---------- Records provided
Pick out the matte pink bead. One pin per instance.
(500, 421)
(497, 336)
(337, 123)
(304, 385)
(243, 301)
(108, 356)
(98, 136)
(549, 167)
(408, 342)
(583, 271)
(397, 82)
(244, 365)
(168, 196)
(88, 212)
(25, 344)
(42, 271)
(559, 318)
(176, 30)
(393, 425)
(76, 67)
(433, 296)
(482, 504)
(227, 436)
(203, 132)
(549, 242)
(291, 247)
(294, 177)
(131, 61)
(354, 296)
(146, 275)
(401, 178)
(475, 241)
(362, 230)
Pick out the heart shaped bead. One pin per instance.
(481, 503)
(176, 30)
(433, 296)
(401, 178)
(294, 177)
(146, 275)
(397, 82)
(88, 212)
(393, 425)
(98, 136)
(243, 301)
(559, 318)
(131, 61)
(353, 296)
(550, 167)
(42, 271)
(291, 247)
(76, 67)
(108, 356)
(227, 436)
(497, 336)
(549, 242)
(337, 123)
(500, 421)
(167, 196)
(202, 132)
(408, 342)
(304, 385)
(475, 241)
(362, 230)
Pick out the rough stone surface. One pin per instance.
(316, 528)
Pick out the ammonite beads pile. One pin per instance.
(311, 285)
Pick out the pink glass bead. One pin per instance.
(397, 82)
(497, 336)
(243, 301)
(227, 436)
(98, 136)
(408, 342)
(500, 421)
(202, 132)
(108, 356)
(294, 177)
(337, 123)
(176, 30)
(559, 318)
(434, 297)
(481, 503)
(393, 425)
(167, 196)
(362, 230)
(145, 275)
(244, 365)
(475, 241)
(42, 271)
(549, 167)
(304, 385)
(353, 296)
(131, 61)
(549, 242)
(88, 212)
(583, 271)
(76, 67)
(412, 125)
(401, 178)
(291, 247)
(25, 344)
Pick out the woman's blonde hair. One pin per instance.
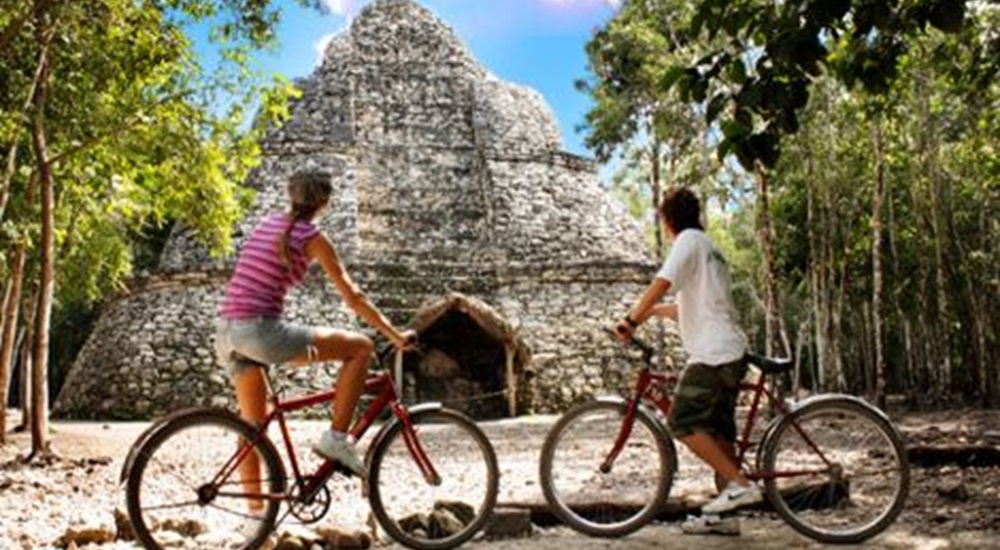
(309, 190)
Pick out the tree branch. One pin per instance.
(14, 27)
(127, 124)
(11, 164)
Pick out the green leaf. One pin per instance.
(715, 106)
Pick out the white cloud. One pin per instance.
(338, 7)
(321, 45)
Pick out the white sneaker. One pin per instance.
(711, 525)
(734, 496)
(339, 450)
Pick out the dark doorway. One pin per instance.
(463, 367)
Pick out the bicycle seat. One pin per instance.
(770, 365)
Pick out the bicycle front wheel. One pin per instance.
(174, 495)
(836, 471)
(433, 512)
(594, 496)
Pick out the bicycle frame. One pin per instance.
(386, 396)
(652, 387)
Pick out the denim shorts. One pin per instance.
(259, 341)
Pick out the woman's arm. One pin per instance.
(321, 249)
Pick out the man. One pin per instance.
(704, 409)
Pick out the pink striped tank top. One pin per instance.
(261, 281)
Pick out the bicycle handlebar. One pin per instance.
(385, 351)
(646, 349)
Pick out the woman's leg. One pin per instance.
(251, 393)
(355, 351)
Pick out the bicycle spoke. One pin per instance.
(860, 491)
(597, 502)
(172, 502)
(441, 515)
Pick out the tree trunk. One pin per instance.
(879, 352)
(772, 310)
(12, 303)
(43, 313)
(25, 362)
(10, 167)
(655, 179)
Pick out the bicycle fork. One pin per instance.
(623, 434)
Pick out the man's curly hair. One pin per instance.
(681, 209)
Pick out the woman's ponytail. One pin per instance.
(308, 191)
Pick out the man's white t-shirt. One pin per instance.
(698, 273)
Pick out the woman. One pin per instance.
(251, 332)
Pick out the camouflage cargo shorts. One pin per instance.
(705, 400)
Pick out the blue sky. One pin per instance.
(538, 43)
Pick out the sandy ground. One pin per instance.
(39, 502)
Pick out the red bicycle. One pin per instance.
(833, 466)
(432, 481)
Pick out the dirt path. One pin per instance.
(949, 507)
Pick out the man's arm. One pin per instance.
(664, 311)
(642, 308)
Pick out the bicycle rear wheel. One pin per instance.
(843, 467)
(627, 496)
(433, 514)
(174, 500)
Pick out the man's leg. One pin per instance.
(707, 448)
(729, 448)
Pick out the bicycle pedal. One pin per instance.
(343, 470)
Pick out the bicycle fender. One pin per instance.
(852, 399)
(380, 435)
(655, 421)
(148, 433)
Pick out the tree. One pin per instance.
(124, 133)
(630, 116)
(761, 58)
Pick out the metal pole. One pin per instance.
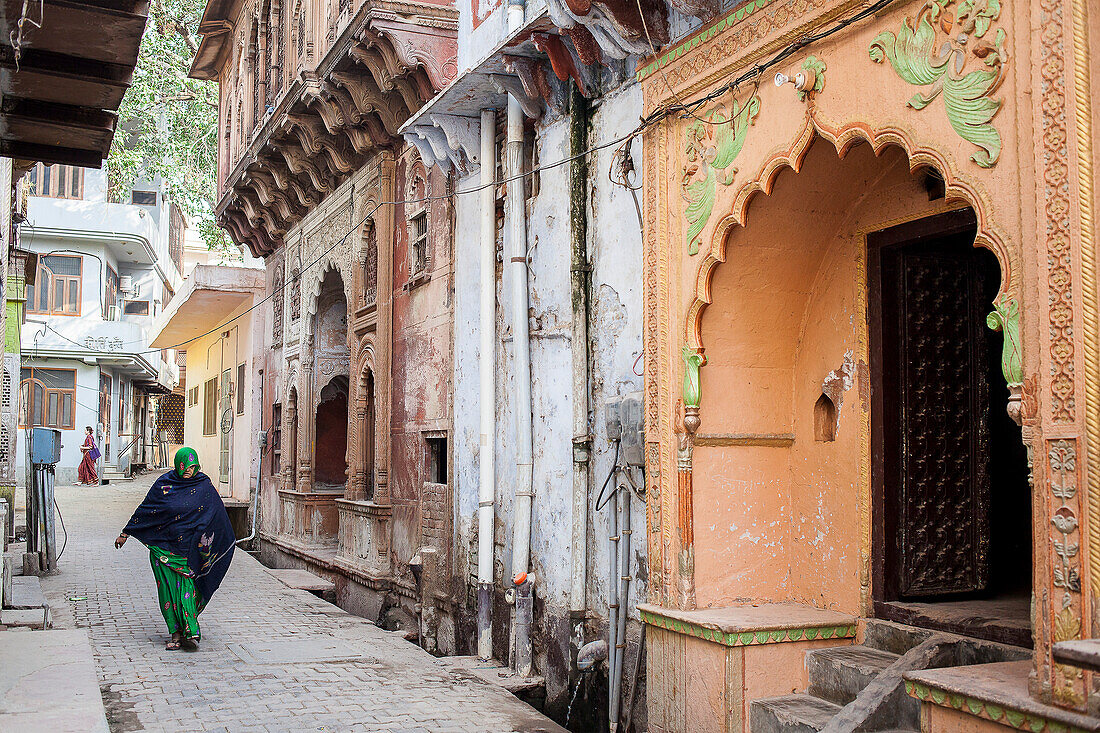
(486, 457)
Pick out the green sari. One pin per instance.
(180, 603)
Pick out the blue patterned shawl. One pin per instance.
(187, 517)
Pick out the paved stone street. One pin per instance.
(272, 658)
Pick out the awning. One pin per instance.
(62, 84)
(205, 302)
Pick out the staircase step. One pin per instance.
(838, 674)
(897, 638)
(791, 713)
(31, 619)
(25, 593)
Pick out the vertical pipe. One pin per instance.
(486, 467)
(613, 597)
(521, 346)
(579, 286)
(520, 339)
(624, 549)
(525, 614)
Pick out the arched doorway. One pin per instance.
(331, 363)
(292, 438)
(790, 400)
(366, 428)
(331, 447)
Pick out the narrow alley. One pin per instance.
(272, 658)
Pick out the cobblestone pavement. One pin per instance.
(389, 686)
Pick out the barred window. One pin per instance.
(277, 295)
(295, 294)
(370, 263)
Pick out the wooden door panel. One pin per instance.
(936, 416)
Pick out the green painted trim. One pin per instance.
(932, 52)
(1016, 719)
(1005, 318)
(702, 36)
(748, 637)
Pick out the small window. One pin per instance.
(47, 397)
(824, 419)
(437, 460)
(56, 290)
(111, 291)
(210, 406)
(240, 389)
(56, 181)
(418, 244)
(135, 307)
(123, 413)
(276, 437)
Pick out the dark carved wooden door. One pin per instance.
(935, 438)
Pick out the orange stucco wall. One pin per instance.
(788, 307)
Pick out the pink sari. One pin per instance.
(86, 472)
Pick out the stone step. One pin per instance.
(838, 674)
(889, 636)
(791, 713)
(25, 594)
(28, 619)
(303, 580)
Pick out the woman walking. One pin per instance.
(86, 472)
(190, 542)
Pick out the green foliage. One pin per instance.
(168, 122)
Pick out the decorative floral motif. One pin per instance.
(922, 57)
(692, 362)
(817, 67)
(712, 143)
(1005, 319)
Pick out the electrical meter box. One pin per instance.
(45, 446)
(625, 424)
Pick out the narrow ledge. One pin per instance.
(998, 692)
(748, 625)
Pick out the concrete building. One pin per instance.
(216, 319)
(105, 271)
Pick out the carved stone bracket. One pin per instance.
(510, 85)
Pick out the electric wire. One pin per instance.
(686, 109)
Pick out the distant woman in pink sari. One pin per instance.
(86, 472)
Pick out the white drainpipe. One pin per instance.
(520, 341)
(486, 493)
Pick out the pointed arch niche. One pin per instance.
(785, 312)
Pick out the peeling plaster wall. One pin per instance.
(788, 312)
(614, 245)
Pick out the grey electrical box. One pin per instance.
(625, 423)
(45, 446)
(633, 448)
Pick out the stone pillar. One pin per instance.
(306, 413)
(386, 227)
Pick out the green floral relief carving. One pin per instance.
(817, 67)
(712, 142)
(947, 39)
(692, 362)
(1005, 319)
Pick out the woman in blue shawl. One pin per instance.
(190, 542)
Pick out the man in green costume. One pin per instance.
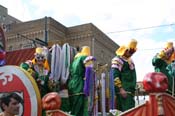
(78, 100)
(161, 61)
(124, 73)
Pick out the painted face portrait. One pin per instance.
(11, 103)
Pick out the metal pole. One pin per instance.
(45, 29)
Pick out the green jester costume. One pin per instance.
(124, 74)
(78, 100)
(162, 63)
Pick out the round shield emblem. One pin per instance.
(15, 79)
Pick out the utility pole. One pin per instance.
(45, 28)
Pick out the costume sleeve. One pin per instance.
(88, 74)
(117, 65)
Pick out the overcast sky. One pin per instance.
(113, 17)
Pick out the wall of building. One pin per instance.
(102, 47)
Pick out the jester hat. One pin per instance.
(41, 54)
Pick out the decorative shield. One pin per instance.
(15, 79)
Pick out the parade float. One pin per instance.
(160, 103)
(101, 97)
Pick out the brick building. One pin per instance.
(21, 36)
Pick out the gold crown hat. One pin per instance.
(121, 50)
(41, 51)
(131, 45)
(85, 51)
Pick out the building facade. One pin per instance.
(23, 35)
(5, 19)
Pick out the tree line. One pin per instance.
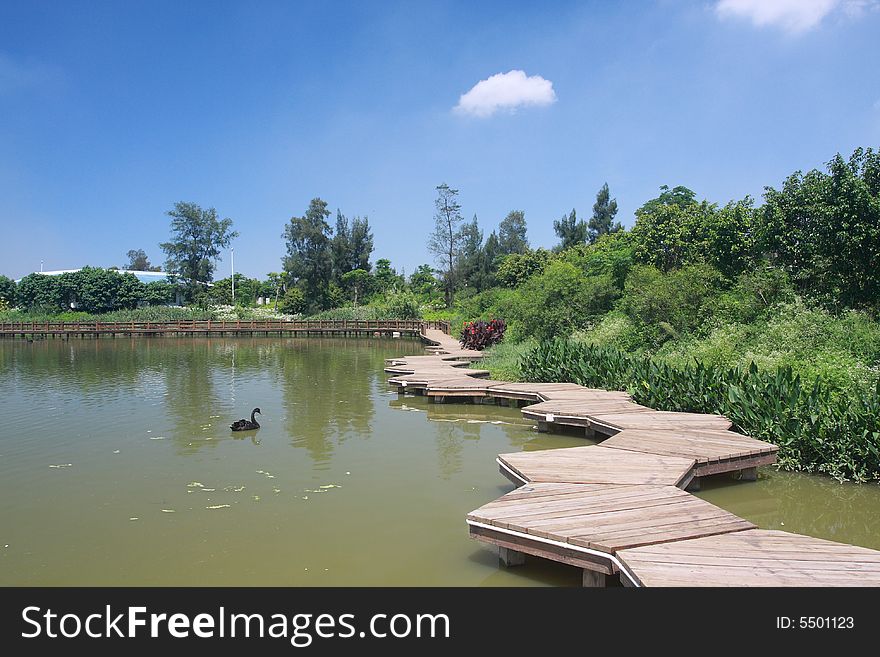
(821, 229)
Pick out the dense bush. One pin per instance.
(401, 305)
(815, 429)
(293, 302)
(666, 306)
(669, 235)
(559, 301)
(159, 293)
(824, 228)
(515, 269)
(481, 335)
(7, 290)
(612, 254)
(39, 292)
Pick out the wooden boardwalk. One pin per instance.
(756, 557)
(618, 509)
(213, 327)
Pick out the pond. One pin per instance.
(117, 467)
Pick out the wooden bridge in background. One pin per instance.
(31, 330)
(620, 510)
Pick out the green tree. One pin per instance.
(515, 269)
(512, 233)
(489, 261)
(824, 229)
(275, 283)
(129, 292)
(470, 258)
(665, 306)
(669, 236)
(679, 196)
(246, 290)
(357, 281)
(570, 230)
(385, 279)
(138, 261)
(560, 300)
(39, 292)
(604, 210)
(361, 241)
(423, 282)
(445, 241)
(351, 246)
(612, 254)
(7, 290)
(293, 302)
(197, 238)
(308, 260)
(160, 293)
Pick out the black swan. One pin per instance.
(246, 425)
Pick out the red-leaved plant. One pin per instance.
(479, 335)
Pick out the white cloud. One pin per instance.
(791, 15)
(17, 75)
(506, 91)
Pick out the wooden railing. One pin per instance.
(218, 326)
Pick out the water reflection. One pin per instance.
(161, 492)
(328, 393)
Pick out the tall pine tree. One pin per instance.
(604, 210)
(308, 260)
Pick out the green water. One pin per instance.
(345, 483)
(143, 424)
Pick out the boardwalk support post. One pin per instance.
(747, 474)
(593, 579)
(511, 558)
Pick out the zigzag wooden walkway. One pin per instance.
(619, 509)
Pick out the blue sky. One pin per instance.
(111, 112)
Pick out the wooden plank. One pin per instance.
(754, 558)
(593, 464)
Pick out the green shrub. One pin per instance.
(559, 301)
(666, 306)
(401, 305)
(7, 291)
(293, 302)
(516, 268)
(816, 430)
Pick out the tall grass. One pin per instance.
(816, 429)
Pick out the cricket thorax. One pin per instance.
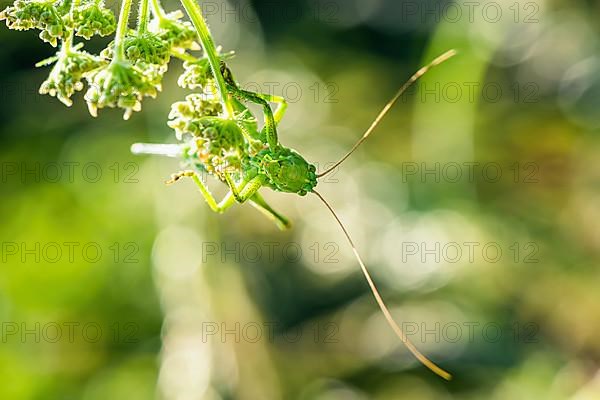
(285, 170)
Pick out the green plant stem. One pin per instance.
(122, 27)
(195, 14)
(143, 16)
(157, 10)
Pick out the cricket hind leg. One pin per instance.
(248, 191)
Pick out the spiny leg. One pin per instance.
(243, 191)
(281, 102)
(261, 205)
(258, 202)
(221, 207)
(270, 128)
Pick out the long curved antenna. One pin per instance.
(386, 312)
(444, 57)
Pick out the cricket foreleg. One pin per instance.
(261, 205)
(221, 207)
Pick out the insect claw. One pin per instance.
(176, 177)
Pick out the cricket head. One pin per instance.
(287, 171)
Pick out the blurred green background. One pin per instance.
(475, 204)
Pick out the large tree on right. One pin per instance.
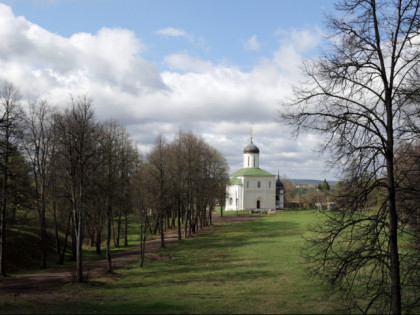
(360, 96)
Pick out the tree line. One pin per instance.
(84, 178)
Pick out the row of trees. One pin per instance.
(84, 178)
(181, 181)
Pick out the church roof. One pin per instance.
(251, 171)
(235, 181)
(251, 148)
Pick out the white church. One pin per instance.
(252, 187)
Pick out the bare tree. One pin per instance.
(10, 137)
(39, 140)
(355, 95)
(76, 146)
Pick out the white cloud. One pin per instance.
(171, 32)
(220, 102)
(252, 44)
(184, 62)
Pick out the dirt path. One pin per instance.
(49, 280)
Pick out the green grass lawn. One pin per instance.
(249, 267)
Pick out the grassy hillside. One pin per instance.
(249, 267)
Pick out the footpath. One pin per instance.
(50, 280)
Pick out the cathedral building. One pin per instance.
(253, 188)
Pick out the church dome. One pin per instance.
(251, 148)
(279, 184)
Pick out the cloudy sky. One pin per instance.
(214, 67)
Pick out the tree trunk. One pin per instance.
(108, 238)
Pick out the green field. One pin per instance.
(249, 267)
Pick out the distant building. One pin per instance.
(279, 194)
(252, 187)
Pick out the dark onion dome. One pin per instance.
(251, 148)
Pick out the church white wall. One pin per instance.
(266, 193)
(242, 197)
(234, 197)
(251, 160)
--------------------
(What the task requires) Could you give again, word for word, the line with "Pick out the bare tree. One pin per instance." and all lines after it through the end of the data? Leave out everything else.

(Solution to this task)
Pick out the bare tree. One pin per instance.
(10, 137)
(39, 140)
(355, 95)
(76, 146)
Pick out the white cloud. One pin per instance.
(171, 32)
(220, 102)
(252, 44)
(184, 62)
Pick out the dirt path. One pin per instance.
(49, 280)
Pick out the green grass lawn. One pin per instance.
(249, 267)
Pick out the grassy hillside. One pin per instance.
(249, 267)
Pick out the footpath. One pin per instance.
(50, 280)
Pick out the cathedral building. One pin per instance.
(253, 188)
Pick out the church dome. One pin per instance.
(251, 148)
(279, 184)
Pick out the cloudy sky. One pin per instance.
(214, 67)
Pick out the tree trunk. One pin per instance.
(108, 238)
Pick out the green field. One pin per instance.
(249, 267)
Pick out the distant building. One pin per instance.
(279, 194)
(252, 187)
Pick out the dark onion dome. One pin per instance.
(251, 148)
Pick out the church white wall. One pin per instance.
(266, 193)
(242, 197)
(234, 197)
(251, 160)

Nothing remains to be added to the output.